(Dataset rows on where objects appear)
-- -- --

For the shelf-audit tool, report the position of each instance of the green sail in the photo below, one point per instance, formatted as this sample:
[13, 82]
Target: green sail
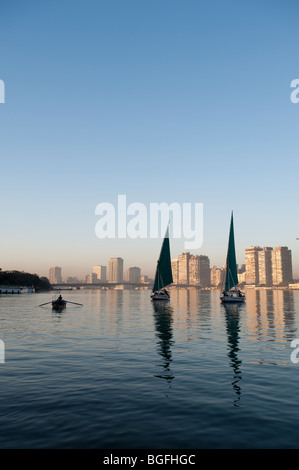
[163, 273]
[231, 278]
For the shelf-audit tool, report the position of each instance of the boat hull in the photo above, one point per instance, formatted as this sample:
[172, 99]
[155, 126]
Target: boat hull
[232, 299]
[58, 305]
[160, 295]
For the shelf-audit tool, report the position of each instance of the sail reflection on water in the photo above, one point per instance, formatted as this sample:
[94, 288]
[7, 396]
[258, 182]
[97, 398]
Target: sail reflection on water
[163, 316]
[232, 317]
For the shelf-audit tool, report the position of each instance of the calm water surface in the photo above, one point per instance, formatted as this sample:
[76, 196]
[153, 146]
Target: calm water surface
[122, 372]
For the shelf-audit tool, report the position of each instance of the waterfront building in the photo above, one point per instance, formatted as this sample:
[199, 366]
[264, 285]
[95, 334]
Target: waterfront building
[115, 270]
[101, 272]
[282, 272]
[91, 278]
[199, 271]
[252, 265]
[265, 266]
[134, 275]
[217, 276]
[184, 268]
[55, 275]
[175, 270]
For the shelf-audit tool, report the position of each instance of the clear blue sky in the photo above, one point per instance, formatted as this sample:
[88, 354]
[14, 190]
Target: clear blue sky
[161, 100]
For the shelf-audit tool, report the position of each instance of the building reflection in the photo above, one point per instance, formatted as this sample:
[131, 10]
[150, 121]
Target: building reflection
[271, 314]
[163, 316]
[232, 317]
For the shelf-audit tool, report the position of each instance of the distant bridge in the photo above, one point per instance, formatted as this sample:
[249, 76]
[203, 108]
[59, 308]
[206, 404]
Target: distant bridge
[98, 285]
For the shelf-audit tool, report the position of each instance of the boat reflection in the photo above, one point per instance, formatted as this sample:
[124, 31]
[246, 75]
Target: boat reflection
[232, 317]
[163, 316]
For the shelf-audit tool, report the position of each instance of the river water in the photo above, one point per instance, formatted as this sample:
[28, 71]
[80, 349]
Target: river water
[123, 372]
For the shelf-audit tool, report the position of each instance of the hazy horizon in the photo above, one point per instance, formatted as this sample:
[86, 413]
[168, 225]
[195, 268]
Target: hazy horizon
[161, 101]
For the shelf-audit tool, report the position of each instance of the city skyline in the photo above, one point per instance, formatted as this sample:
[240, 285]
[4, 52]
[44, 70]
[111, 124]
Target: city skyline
[155, 101]
[264, 266]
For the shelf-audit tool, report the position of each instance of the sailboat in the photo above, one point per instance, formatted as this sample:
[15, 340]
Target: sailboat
[163, 277]
[231, 293]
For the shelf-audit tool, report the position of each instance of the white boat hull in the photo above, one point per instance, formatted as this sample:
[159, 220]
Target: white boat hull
[160, 295]
[232, 298]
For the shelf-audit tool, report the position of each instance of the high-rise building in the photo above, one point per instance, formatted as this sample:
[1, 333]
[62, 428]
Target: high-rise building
[199, 271]
[282, 273]
[175, 270]
[252, 265]
[115, 270]
[217, 276]
[265, 266]
[55, 275]
[91, 278]
[101, 272]
[184, 268]
[134, 275]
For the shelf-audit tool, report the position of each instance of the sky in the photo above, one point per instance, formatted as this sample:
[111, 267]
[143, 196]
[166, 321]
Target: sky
[158, 100]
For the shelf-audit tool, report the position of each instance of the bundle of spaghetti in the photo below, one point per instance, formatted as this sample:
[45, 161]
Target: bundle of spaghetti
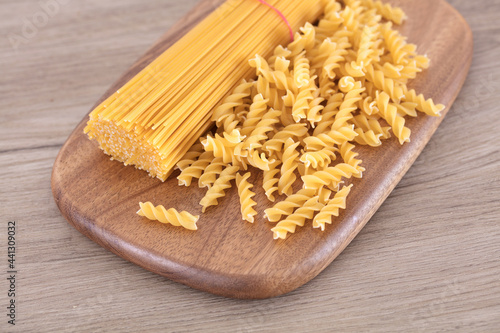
[153, 120]
[340, 83]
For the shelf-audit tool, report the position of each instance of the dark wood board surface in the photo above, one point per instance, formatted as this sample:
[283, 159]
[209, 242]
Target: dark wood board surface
[228, 256]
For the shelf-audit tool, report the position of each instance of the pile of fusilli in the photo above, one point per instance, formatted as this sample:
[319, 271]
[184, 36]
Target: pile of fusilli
[338, 83]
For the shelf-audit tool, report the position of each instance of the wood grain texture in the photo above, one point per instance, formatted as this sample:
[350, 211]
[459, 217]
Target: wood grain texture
[427, 261]
[227, 256]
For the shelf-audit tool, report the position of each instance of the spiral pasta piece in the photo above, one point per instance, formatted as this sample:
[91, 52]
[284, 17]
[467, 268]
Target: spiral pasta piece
[257, 110]
[275, 77]
[318, 159]
[328, 114]
[223, 146]
[287, 206]
[330, 139]
[304, 40]
[260, 133]
[390, 113]
[297, 219]
[330, 176]
[211, 172]
[270, 181]
[190, 157]
[349, 157]
[294, 131]
[301, 104]
[314, 115]
[336, 58]
[168, 216]
[217, 190]
[338, 83]
[353, 90]
[332, 208]
[224, 115]
[196, 169]
[389, 86]
[290, 158]
[246, 201]
[301, 70]
[272, 95]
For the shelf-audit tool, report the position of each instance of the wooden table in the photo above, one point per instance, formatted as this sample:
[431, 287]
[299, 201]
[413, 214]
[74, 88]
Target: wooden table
[428, 260]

-- -- --

# EXERCISE OBJECTIVE
Give exactly the lines from the one with "the wood grain" to the end of the entries, nothing before them.

# THE OUTPUT
For the shelf-audit tool, report the position of each instance of the wood grain texture in the photo above, one point per instance, formatted as this sample:
[350, 211]
[459, 217]
Target: wood grain texture
[427, 261]
[227, 256]
For the shelf-audit tool, report the position of each instance of the spiral pasta piece in the photo above, one point per instance, formatted as this sample:
[91, 52]
[284, 17]
[467, 268]
Target: spiral pasta piece
[257, 110]
[275, 77]
[318, 159]
[328, 114]
[223, 146]
[287, 206]
[330, 139]
[304, 40]
[260, 133]
[390, 113]
[297, 219]
[330, 176]
[211, 172]
[270, 181]
[190, 157]
[349, 157]
[294, 131]
[301, 104]
[314, 115]
[336, 58]
[168, 216]
[217, 190]
[338, 83]
[353, 90]
[332, 208]
[224, 115]
[196, 169]
[389, 86]
[290, 158]
[246, 201]
[301, 70]
[272, 95]
For the shelf-audit tool, report the position of each instance of the wooden table in the photo above, one point per instance, formatted as this sample:
[431, 287]
[299, 201]
[413, 214]
[74, 88]
Target: wooden table
[428, 260]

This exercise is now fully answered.